§ Extract provided
————
What are Lung Function Tests?
Lung function tests are also known as pulmonary function tests (PFTs) and can be completed through a variety of methods.
The purpose of the lung function test is to - obviously - test how well your lungs do their job. The tests will evaluate how well your lungs take in and hold oxygen, and remove carbon dioxide from the bloodsteam. They will examine how much air you can blow out of your lungs and how quickly, and how strong your breathing muscles are.
Lung function tests can be used to verify the presence of any difficulties, as well as track the progress of any administered treatment. They are commonly used to verify the presence of conditions such as asthma, lung tissue scarring, sarcoidosis, and chronic obstructive pulmonary disease (COPD).
What Kind of Lung Function Tests are Used?
The most common test is called spirometry. The spirometer measures how much air you can breathe in and how fast you can breathe it out. This is done by breathing into a mouthpiece attached to the spirometer. The test may be done in conjunction with walking or running on a treadmill.
Spirometry also measures:
- the amount of air you can exhale after inhaling as deeply as possible (forced vital capacity - FVC);
- the amount of air you can exhale with force in one breath (forced expiratory volume - FEV);
- the air flow mid-exhale (forced expiratory flow 25% to 75%);
- how quickly you can exhale (peak expiratory flow - PEF);
- the greatest amount of air you can inhale and exhale in 60 seconds (maximum voluntary ventilation (MVV));
- the amount of oxygen you can slowly exhale after inhaling as deeply as possible (slow vital capacity (SVC));
- the amount of air in your lungs after inhaling as deeply as possible (total lung capacity (TLC));
- the amount of air in your lungs once you've exhaled normally (functional residual capacity (FRC));
- the amount of air in your lungs after exhaling completely (residual volume (RV))Gas diffusion tests measure how well your lungs clear out carbon dioxide and oxygenate the blood. This is done through testing arterial blood gases and through inhaling of a small amount of carbon monoxide (carbon monoxide is absorbed more quickly into the bloodstream than oxygen and can provide an accurate evaluation of how the lungs are working).
Body plethysmography is done with the patient sitting in an airtight box, inhaling and exhaling through a spirometer. A shutter closes across the breathing tube and the patient will need to breathe against the shutter. This will expand and decompress the air in the lungs, which affects the pressure in the box. The difference between this volume and the original volume of the box represents the same change of volume in the lungs.
————
§ Task directions
From the lung function test text, extract the stretch from "What Kind of" through "on a treadmill.", word for word. The data that follow are separate from the lung function test text.

§ Dataset
————
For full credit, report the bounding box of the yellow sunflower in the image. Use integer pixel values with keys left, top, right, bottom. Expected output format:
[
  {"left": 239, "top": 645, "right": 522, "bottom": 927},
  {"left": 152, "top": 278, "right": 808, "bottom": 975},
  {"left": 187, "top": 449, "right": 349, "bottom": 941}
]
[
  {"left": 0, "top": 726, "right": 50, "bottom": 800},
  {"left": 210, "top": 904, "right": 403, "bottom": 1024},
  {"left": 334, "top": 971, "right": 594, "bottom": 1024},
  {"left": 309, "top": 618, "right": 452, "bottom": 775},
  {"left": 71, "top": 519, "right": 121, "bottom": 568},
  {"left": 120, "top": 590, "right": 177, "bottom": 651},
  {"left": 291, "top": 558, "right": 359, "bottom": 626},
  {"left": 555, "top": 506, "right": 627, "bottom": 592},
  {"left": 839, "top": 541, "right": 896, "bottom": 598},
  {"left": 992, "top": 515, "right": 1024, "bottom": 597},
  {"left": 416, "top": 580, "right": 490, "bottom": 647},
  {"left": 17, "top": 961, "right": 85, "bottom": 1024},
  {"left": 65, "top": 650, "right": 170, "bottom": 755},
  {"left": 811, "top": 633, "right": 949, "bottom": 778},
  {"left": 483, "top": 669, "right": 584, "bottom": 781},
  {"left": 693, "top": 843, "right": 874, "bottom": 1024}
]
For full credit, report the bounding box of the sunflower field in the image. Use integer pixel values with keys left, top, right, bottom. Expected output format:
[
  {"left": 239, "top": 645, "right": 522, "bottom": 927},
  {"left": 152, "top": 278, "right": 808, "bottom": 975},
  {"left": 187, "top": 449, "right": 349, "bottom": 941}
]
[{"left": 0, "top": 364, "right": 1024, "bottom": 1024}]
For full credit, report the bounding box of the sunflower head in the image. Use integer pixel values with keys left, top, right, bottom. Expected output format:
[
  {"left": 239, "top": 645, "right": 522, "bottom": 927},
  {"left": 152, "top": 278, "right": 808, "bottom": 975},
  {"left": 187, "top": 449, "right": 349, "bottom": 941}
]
————
§ Task result
What Kind of Lung Function Tests are Used?
The most common test is called spirometry. The spirometer measures how much air you can breathe in and how fast you can breathe it out. This is done by breathing into a mouthpiece attached to the spirometer. The test may be done in conjunction with walking or running on a treadmill.